Description of the task | Output the lines below verbatim, from the line containing "Can you confirm whether any green grass" through the last line of the items, including both.

Excerpts of labeled region data

'''

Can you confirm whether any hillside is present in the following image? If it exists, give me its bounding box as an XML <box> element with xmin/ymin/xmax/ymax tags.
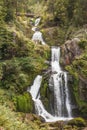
<box><xmin>0</xmin><ymin>0</ymin><xmax>87</xmax><ymax>130</ymax></box>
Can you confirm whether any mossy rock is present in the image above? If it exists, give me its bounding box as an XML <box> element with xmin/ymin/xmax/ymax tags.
<box><xmin>68</xmin><ymin>117</ymin><xmax>86</xmax><ymax>127</ymax></box>
<box><xmin>15</xmin><ymin>92</ymin><xmax>34</xmax><ymax>113</ymax></box>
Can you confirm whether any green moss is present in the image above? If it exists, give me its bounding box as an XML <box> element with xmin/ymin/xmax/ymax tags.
<box><xmin>15</xmin><ymin>93</ymin><xmax>34</xmax><ymax>113</ymax></box>
<box><xmin>68</xmin><ymin>117</ymin><xmax>86</xmax><ymax>127</ymax></box>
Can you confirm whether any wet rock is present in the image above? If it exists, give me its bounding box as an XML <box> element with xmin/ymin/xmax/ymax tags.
<box><xmin>61</xmin><ymin>38</ymin><xmax>81</xmax><ymax>65</ymax></box>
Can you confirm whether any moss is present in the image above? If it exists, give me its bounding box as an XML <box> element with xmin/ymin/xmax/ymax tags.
<box><xmin>68</xmin><ymin>117</ymin><xmax>86</xmax><ymax>127</ymax></box>
<box><xmin>15</xmin><ymin>93</ymin><xmax>34</xmax><ymax>113</ymax></box>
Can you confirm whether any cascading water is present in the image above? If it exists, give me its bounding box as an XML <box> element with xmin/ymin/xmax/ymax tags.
<box><xmin>32</xmin><ymin>18</ymin><xmax>46</xmax><ymax>45</ymax></box>
<box><xmin>51</xmin><ymin>47</ymin><xmax>71</xmax><ymax>117</ymax></box>
<box><xmin>28</xmin><ymin>47</ymin><xmax>72</xmax><ymax>122</ymax></box>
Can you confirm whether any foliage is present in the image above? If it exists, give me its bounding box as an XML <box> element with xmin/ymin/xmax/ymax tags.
<box><xmin>14</xmin><ymin>93</ymin><xmax>34</xmax><ymax>113</ymax></box>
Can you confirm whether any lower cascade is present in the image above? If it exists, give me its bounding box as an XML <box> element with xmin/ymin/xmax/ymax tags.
<box><xmin>28</xmin><ymin>47</ymin><xmax>72</xmax><ymax>122</ymax></box>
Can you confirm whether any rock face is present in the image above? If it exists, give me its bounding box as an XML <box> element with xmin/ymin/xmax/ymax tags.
<box><xmin>62</xmin><ymin>38</ymin><xmax>81</xmax><ymax>65</ymax></box>
<box><xmin>61</xmin><ymin>38</ymin><xmax>87</xmax><ymax>118</ymax></box>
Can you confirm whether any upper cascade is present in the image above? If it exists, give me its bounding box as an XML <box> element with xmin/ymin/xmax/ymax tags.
<box><xmin>32</xmin><ymin>18</ymin><xmax>46</xmax><ymax>45</ymax></box>
<box><xmin>28</xmin><ymin>47</ymin><xmax>72</xmax><ymax>122</ymax></box>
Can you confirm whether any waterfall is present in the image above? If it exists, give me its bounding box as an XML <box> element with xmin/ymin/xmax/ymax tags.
<box><xmin>28</xmin><ymin>47</ymin><xmax>72</xmax><ymax>122</ymax></box>
<box><xmin>32</xmin><ymin>18</ymin><xmax>46</xmax><ymax>45</ymax></box>
<box><xmin>51</xmin><ymin>47</ymin><xmax>71</xmax><ymax>117</ymax></box>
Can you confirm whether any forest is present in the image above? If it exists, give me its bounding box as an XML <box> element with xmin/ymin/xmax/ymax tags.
<box><xmin>0</xmin><ymin>0</ymin><xmax>87</xmax><ymax>130</ymax></box>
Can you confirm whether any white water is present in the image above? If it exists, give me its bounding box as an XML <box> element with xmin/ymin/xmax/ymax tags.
<box><xmin>32</xmin><ymin>31</ymin><xmax>45</xmax><ymax>45</ymax></box>
<box><xmin>28</xmin><ymin>47</ymin><xmax>72</xmax><ymax>122</ymax></box>
<box><xmin>51</xmin><ymin>47</ymin><xmax>71</xmax><ymax>117</ymax></box>
<box><xmin>32</xmin><ymin>18</ymin><xmax>46</xmax><ymax>45</ymax></box>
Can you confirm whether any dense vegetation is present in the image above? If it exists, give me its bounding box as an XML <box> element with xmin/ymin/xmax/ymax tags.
<box><xmin>0</xmin><ymin>0</ymin><xmax>87</xmax><ymax>130</ymax></box>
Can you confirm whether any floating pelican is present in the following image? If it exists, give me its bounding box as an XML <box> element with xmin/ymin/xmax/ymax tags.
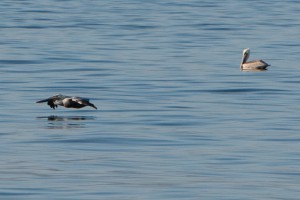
<box><xmin>240</xmin><ymin>48</ymin><xmax>269</xmax><ymax>71</ymax></box>
<box><xmin>36</xmin><ymin>94</ymin><xmax>97</xmax><ymax>109</ymax></box>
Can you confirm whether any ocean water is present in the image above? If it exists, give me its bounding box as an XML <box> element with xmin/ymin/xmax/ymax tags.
<box><xmin>0</xmin><ymin>0</ymin><xmax>300</xmax><ymax>200</ymax></box>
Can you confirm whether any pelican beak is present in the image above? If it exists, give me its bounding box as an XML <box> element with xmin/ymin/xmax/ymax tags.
<box><xmin>36</xmin><ymin>98</ymin><xmax>51</xmax><ymax>103</ymax></box>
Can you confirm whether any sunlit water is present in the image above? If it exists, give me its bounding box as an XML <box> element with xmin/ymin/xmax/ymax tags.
<box><xmin>0</xmin><ymin>0</ymin><xmax>300</xmax><ymax>200</ymax></box>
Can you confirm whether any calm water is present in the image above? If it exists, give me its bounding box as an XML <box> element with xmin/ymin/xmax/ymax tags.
<box><xmin>0</xmin><ymin>0</ymin><xmax>300</xmax><ymax>200</ymax></box>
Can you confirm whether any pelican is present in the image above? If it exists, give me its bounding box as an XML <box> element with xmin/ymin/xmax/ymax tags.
<box><xmin>240</xmin><ymin>48</ymin><xmax>270</xmax><ymax>70</ymax></box>
<box><xmin>36</xmin><ymin>94</ymin><xmax>97</xmax><ymax>109</ymax></box>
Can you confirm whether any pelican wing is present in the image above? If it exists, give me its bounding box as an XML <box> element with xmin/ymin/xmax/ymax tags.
<box><xmin>72</xmin><ymin>97</ymin><xmax>97</xmax><ymax>109</ymax></box>
<box><xmin>36</xmin><ymin>96</ymin><xmax>57</xmax><ymax>109</ymax></box>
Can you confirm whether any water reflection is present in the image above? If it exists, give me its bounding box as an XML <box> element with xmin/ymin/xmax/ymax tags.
<box><xmin>37</xmin><ymin>115</ymin><xmax>96</xmax><ymax>129</ymax></box>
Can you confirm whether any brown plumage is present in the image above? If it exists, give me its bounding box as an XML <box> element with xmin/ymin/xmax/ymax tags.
<box><xmin>36</xmin><ymin>94</ymin><xmax>97</xmax><ymax>109</ymax></box>
<box><xmin>240</xmin><ymin>48</ymin><xmax>270</xmax><ymax>71</ymax></box>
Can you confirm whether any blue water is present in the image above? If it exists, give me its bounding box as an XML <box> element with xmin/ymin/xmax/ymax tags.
<box><xmin>0</xmin><ymin>0</ymin><xmax>300</xmax><ymax>200</ymax></box>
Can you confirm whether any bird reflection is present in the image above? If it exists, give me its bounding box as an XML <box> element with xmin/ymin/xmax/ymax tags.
<box><xmin>37</xmin><ymin>115</ymin><xmax>96</xmax><ymax>129</ymax></box>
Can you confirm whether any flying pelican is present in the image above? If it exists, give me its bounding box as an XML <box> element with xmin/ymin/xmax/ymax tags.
<box><xmin>240</xmin><ymin>48</ymin><xmax>270</xmax><ymax>71</ymax></box>
<box><xmin>36</xmin><ymin>94</ymin><xmax>97</xmax><ymax>109</ymax></box>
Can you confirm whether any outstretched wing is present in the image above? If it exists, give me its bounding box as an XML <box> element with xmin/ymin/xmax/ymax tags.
<box><xmin>71</xmin><ymin>97</ymin><xmax>97</xmax><ymax>109</ymax></box>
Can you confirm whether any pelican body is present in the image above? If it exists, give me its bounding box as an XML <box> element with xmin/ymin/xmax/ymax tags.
<box><xmin>240</xmin><ymin>48</ymin><xmax>270</xmax><ymax>71</ymax></box>
<box><xmin>36</xmin><ymin>94</ymin><xmax>97</xmax><ymax>109</ymax></box>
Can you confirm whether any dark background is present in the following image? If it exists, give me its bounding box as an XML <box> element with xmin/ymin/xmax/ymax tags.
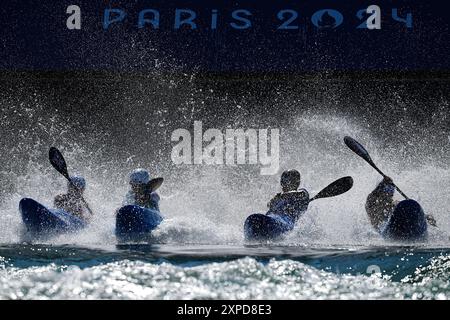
<box><xmin>0</xmin><ymin>0</ymin><xmax>450</xmax><ymax>202</ymax></box>
<box><xmin>0</xmin><ymin>0</ymin><xmax>450</xmax><ymax>72</ymax></box>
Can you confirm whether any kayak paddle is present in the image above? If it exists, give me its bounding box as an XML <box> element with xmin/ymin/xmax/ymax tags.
<box><xmin>48</xmin><ymin>147</ymin><xmax>93</xmax><ymax>215</ymax></box>
<box><xmin>344</xmin><ymin>136</ymin><xmax>437</xmax><ymax>227</ymax></box>
<box><xmin>309</xmin><ymin>177</ymin><xmax>353</xmax><ymax>202</ymax></box>
<box><xmin>344</xmin><ymin>136</ymin><xmax>409</xmax><ymax>199</ymax></box>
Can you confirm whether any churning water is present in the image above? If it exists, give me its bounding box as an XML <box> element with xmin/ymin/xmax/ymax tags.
<box><xmin>0</xmin><ymin>71</ymin><xmax>450</xmax><ymax>299</ymax></box>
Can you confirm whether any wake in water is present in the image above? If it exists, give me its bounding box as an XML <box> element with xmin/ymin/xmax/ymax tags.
<box><xmin>0</xmin><ymin>247</ymin><xmax>450</xmax><ymax>300</ymax></box>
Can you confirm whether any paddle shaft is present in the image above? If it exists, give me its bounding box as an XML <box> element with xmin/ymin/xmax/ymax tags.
<box><xmin>49</xmin><ymin>147</ymin><xmax>94</xmax><ymax>216</ymax></box>
<box><xmin>64</xmin><ymin>174</ymin><xmax>94</xmax><ymax>216</ymax></box>
<box><xmin>364</xmin><ymin>159</ymin><xmax>409</xmax><ymax>200</ymax></box>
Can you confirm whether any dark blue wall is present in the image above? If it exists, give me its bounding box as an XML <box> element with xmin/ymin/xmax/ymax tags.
<box><xmin>0</xmin><ymin>0</ymin><xmax>450</xmax><ymax>72</ymax></box>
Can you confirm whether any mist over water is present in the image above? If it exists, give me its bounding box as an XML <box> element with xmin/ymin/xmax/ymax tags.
<box><xmin>0</xmin><ymin>75</ymin><xmax>450</xmax><ymax>246</ymax></box>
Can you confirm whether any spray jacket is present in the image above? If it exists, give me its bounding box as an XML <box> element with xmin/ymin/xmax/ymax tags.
<box><xmin>123</xmin><ymin>190</ymin><xmax>160</xmax><ymax>211</ymax></box>
<box><xmin>366</xmin><ymin>180</ymin><xmax>398</xmax><ymax>231</ymax></box>
<box><xmin>268</xmin><ymin>189</ymin><xmax>309</xmax><ymax>221</ymax></box>
<box><xmin>54</xmin><ymin>192</ymin><xmax>90</xmax><ymax>220</ymax></box>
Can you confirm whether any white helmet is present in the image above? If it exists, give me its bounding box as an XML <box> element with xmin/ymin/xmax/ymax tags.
<box><xmin>130</xmin><ymin>169</ymin><xmax>150</xmax><ymax>185</ymax></box>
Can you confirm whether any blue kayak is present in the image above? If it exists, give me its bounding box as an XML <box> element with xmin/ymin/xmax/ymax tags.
<box><xmin>244</xmin><ymin>213</ymin><xmax>295</xmax><ymax>241</ymax></box>
<box><xmin>19</xmin><ymin>198</ymin><xmax>87</xmax><ymax>235</ymax></box>
<box><xmin>116</xmin><ymin>206</ymin><xmax>163</xmax><ymax>241</ymax></box>
<box><xmin>381</xmin><ymin>199</ymin><xmax>427</xmax><ymax>241</ymax></box>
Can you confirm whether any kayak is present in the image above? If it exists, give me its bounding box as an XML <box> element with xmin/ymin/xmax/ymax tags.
<box><xmin>19</xmin><ymin>198</ymin><xmax>87</xmax><ymax>235</ymax></box>
<box><xmin>116</xmin><ymin>205</ymin><xmax>163</xmax><ymax>241</ymax></box>
<box><xmin>381</xmin><ymin>199</ymin><xmax>427</xmax><ymax>241</ymax></box>
<box><xmin>244</xmin><ymin>212</ymin><xmax>295</xmax><ymax>241</ymax></box>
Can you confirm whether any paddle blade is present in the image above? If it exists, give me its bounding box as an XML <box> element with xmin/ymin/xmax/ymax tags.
<box><xmin>344</xmin><ymin>136</ymin><xmax>373</xmax><ymax>163</ymax></box>
<box><xmin>311</xmin><ymin>177</ymin><xmax>353</xmax><ymax>201</ymax></box>
<box><xmin>147</xmin><ymin>178</ymin><xmax>164</xmax><ymax>192</ymax></box>
<box><xmin>48</xmin><ymin>147</ymin><xmax>70</xmax><ymax>180</ymax></box>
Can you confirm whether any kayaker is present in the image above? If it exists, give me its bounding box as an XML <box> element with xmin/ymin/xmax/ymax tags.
<box><xmin>366</xmin><ymin>177</ymin><xmax>436</xmax><ymax>232</ymax></box>
<box><xmin>54</xmin><ymin>176</ymin><xmax>91</xmax><ymax>221</ymax></box>
<box><xmin>123</xmin><ymin>169</ymin><xmax>160</xmax><ymax>211</ymax></box>
<box><xmin>267</xmin><ymin>170</ymin><xmax>309</xmax><ymax>221</ymax></box>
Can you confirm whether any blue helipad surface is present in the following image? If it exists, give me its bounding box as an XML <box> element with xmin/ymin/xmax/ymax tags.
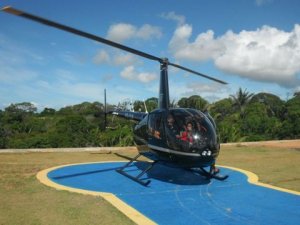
<box><xmin>48</xmin><ymin>162</ymin><xmax>300</xmax><ymax>225</ymax></box>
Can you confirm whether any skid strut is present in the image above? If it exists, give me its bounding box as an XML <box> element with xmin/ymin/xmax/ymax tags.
<box><xmin>190</xmin><ymin>165</ymin><xmax>229</xmax><ymax>180</ymax></box>
<box><xmin>116</xmin><ymin>154</ymin><xmax>157</xmax><ymax>186</ymax></box>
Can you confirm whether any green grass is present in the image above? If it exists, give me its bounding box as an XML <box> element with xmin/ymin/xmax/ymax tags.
<box><xmin>0</xmin><ymin>146</ymin><xmax>300</xmax><ymax>225</ymax></box>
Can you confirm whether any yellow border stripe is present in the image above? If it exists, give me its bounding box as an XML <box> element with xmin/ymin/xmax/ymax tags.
<box><xmin>36</xmin><ymin>161</ymin><xmax>300</xmax><ymax>225</ymax></box>
<box><xmin>218</xmin><ymin>165</ymin><xmax>300</xmax><ymax>195</ymax></box>
<box><xmin>36</xmin><ymin>162</ymin><xmax>156</xmax><ymax>225</ymax></box>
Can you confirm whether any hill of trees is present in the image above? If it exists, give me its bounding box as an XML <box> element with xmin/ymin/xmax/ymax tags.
<box><xmin>0</xmin><ymin>89</ymin><xmax>300</xmax><ymax>148</ymax></box>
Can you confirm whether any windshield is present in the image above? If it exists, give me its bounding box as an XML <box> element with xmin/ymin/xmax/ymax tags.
<box><xmin>166</xmin><ymin>109</ymin><xmax>217</xmax><ymax>152</ymax></box>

'''

Solution below |
Can you confirm whether any green grass is present in the image above? If it exists, give me its bounding box as an XML <box> element with xmin/ymin/xmax/ymax tags.
<box><xmin>0</xmin><ymin>146</ymin><xmax>300</xmax><ymax>225</ymax></box>
Can you confirm whether any yellow border stripe is present in the image above? If it exists, give me its bounding box as an XML <box> element with xmin/ymin/xmax/ymax tags.
<box><xmin>36</xmin><ymin>161</ymin><xmax>300</xmax><ymax>225</ymax></box>
<box><xmin>218</xmin><ymin>165</ymin><xmax>300</xmax><ymax>195</ymax></box>
<box><xmin>36</xmin><ymin>162</ymin><xmax>156</xmax><ymax>225</ymax></box>
Can you confirm whether any hill of trees is present in the image above? If it exists, give me its bounding box as an XML <box> element with xmin/ymin/xmax/ymax tags.
<box><xmin>0</xmin><ymin>89</ymin><xmax>300</xmax><ymax>148</ymax></box>
Can you confirm whether any windshield is present in the image above? If it exists, give me its bounding box as an XML <box> element with xmin/ymin/xmax/ymax tags.
<box><xmin>166</xmin><ymin>109</ymin><xmax>217</xmax><ymax>152</ymax></box>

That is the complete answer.